Extrait:
Après beaucoup d’autres et avant beaucoup d’autres, il demanda un changement d’orientation et de fonctionnement du PCF, parti auquel il était viscéralement attaché depuis des décennies, une prise de distance avec la politique de l’Union Soviétique. Comme beaucoup d’autres, il ne fut pas écouté mais au contraire il devint rapidement suspect, mis en cause de façon malsaine, mis de façon déloyale sur la touche.

Son intervention lucide à Rome en juin 1984 portant sur la démarche que je viens de rappeler, se résuma pour la majorité de la direction du PCF comme une atteinte à l’autorité du secrétaire général.

A l’occasion d’un changement de gouvernement la décision est prise que les ministres communistes doivent partir.

Cela évitait toute analyse sérieuse des causes des difficultés.

Tout propos contestataire fut interprété comme une pression de l’extérieur du « château », c’est-à-dire de l’Elysée avec je cite « ses relais à l’intérieur ». La théorie du complot renaissait.

Marcel RIGOUT et moi partirent au même moment sans même nous être concertés. Nous nous connaissions, je l’ai dit, depuis 1953 à l’U.J.R.F.

Responsable de cette organisation à la Régie Renault à Billancourt, Marcel me fit venir un soir à la sortie du travail rue Humblot, au siège National. Il me demandé de rejoindre la direction, ce qui, bien entendu, ne se refusait pas. Depuis, malgré l’éloignement géographique, nous étions restés proches dans la démarche politique et nous eûmes de multiples occasions de confronter nos idées, d’échanger nos expériences, nous efforçant de tirer dans le même sens.

Lorsque que l’Arsenal de Limoges ferma et que le site fut repris par la SAVIEM, filiale de la Régie Renault, Marcel me demanda en tant que secrétaire du syndicat à la Régie Renault de venir rencontrer les syndicalistes CGT. Avec eux nous étions appelés à travailler ensemble face à « l’état patron » selon la formule de l’époque.

À faire:
**1.** Citez l'extrait sans rien modifier : partez des mots qui comportent « Tout propos contestataire » et terminez après « du complot renaissait. ».
**2.** Répondez aux questions suivantes d'après l'extrait.
(a) À quelle date l'intervention à Rome eut-elle lieu ?
(b) Depuis quelle année et dans quelle organisation Marcel Rigout et la personne qui s'exprime se connaissaient-ils ?
(c) Quelle entreprise reprit le site de l'Arsenal de Limoges ?

Données fournies:
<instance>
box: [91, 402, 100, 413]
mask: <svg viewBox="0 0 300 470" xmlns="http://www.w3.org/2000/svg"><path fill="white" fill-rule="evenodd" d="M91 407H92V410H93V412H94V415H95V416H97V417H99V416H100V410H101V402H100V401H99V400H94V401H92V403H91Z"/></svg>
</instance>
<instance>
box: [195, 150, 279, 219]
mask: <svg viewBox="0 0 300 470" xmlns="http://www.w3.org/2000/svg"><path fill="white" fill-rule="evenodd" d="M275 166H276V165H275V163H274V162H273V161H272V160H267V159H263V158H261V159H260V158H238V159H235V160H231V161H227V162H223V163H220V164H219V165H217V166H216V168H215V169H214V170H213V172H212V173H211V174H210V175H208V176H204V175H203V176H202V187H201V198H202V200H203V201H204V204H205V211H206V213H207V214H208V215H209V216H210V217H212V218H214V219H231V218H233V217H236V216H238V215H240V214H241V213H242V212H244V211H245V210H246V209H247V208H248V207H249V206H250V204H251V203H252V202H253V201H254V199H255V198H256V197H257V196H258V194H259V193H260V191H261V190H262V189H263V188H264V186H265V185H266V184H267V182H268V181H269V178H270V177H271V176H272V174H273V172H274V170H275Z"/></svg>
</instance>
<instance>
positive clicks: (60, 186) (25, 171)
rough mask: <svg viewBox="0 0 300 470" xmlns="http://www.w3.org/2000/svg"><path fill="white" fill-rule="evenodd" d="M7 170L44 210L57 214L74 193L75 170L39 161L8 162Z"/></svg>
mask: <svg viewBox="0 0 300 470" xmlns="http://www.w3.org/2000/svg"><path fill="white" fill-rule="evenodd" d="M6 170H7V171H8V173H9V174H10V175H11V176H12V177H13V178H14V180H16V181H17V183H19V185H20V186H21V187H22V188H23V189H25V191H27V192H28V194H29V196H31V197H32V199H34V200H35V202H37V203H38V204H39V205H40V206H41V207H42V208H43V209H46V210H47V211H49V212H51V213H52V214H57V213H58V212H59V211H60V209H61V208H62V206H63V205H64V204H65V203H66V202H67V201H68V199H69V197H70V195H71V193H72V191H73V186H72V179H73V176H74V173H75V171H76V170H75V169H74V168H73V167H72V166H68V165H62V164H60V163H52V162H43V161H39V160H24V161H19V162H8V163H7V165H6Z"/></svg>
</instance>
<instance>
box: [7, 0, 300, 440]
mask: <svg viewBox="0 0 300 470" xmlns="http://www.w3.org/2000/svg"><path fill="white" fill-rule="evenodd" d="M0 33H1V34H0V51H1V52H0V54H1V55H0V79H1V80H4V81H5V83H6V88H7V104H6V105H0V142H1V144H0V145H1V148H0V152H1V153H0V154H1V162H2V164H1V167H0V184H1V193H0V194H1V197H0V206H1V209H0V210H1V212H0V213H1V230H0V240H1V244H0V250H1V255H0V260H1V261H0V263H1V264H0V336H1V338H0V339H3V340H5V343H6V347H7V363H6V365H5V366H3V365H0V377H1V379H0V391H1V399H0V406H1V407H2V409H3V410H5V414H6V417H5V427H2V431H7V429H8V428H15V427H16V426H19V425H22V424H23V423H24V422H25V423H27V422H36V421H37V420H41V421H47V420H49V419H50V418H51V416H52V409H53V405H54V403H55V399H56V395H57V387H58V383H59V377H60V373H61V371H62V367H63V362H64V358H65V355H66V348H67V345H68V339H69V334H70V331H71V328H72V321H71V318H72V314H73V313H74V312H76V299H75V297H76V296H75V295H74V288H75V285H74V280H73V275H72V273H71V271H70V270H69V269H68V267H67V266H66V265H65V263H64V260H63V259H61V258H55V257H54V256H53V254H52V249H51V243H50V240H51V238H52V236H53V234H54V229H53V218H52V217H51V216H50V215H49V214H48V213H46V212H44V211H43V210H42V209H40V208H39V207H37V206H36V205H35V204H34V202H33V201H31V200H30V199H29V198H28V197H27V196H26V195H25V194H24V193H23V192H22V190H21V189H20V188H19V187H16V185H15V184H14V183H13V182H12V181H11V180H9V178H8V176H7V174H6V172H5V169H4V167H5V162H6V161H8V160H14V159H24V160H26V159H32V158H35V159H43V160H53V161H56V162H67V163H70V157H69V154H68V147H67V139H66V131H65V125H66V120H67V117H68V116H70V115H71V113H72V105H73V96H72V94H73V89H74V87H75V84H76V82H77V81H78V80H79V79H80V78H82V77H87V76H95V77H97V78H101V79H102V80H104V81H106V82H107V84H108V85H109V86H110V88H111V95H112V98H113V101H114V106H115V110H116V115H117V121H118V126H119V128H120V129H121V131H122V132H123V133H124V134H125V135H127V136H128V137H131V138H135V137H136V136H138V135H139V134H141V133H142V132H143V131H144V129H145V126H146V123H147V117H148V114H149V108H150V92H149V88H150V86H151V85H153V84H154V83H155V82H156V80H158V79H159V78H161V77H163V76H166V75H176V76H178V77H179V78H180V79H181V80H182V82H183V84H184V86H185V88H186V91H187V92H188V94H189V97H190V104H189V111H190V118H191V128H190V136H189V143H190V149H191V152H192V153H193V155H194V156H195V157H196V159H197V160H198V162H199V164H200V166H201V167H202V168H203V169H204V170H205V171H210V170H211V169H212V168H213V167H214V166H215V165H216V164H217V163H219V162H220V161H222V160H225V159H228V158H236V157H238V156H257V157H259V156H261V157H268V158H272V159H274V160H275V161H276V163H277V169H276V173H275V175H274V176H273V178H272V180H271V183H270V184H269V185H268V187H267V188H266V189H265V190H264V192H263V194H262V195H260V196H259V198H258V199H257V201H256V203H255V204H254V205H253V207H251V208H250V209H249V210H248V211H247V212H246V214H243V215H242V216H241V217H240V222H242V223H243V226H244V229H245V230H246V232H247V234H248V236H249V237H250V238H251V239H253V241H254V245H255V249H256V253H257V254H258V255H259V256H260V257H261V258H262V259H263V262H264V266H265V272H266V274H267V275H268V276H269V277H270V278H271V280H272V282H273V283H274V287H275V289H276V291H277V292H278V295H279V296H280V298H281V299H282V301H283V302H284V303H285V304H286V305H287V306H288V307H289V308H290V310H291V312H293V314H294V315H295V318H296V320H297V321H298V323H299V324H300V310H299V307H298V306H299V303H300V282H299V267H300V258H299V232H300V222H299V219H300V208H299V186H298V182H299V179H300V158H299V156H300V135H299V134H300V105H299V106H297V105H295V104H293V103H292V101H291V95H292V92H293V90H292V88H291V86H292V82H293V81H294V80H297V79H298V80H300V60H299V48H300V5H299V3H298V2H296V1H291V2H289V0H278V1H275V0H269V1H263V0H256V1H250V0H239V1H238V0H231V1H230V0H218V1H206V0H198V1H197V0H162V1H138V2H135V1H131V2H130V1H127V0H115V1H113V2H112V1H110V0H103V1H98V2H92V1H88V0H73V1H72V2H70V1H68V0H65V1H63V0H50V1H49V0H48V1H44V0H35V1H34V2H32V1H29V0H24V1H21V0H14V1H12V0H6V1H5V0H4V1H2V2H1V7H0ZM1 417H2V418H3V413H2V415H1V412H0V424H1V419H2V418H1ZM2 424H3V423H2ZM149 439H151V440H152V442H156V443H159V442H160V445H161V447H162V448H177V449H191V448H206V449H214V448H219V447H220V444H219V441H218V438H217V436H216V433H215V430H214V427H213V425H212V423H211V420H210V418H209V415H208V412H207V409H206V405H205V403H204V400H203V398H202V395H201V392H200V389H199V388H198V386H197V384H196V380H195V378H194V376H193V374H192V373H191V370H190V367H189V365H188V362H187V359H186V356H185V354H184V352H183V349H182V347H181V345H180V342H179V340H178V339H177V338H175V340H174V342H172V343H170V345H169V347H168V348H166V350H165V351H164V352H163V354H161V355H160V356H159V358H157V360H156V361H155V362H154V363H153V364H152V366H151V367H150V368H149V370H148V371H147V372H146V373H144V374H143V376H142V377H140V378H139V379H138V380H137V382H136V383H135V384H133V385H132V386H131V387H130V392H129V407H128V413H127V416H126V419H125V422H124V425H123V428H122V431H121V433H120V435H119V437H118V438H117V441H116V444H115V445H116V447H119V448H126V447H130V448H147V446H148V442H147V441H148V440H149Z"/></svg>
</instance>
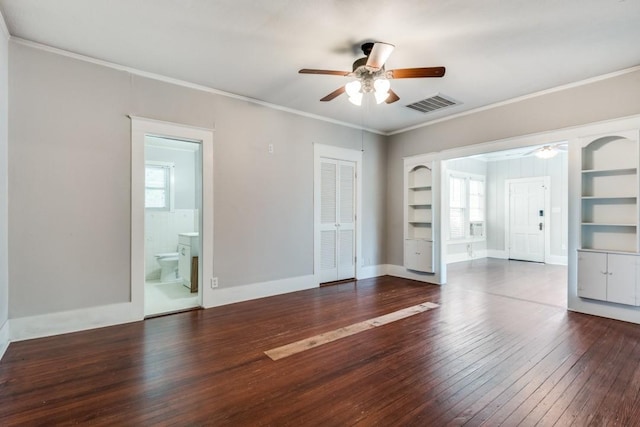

Tâches résolues:
**1.**
Tout propos contestataire fut interprété comme une pression de l’extérieur du « château », c’est-à-dire de l’Elysée avec je cite « ses relais à l’intérieur ». La théorie du complot renaissait.

**2.**
(a) En juin 1984.
(b) Depuis 1953, à l'U.J.R.F.
(c) La SAVIEM, filiale de la Régie Renault.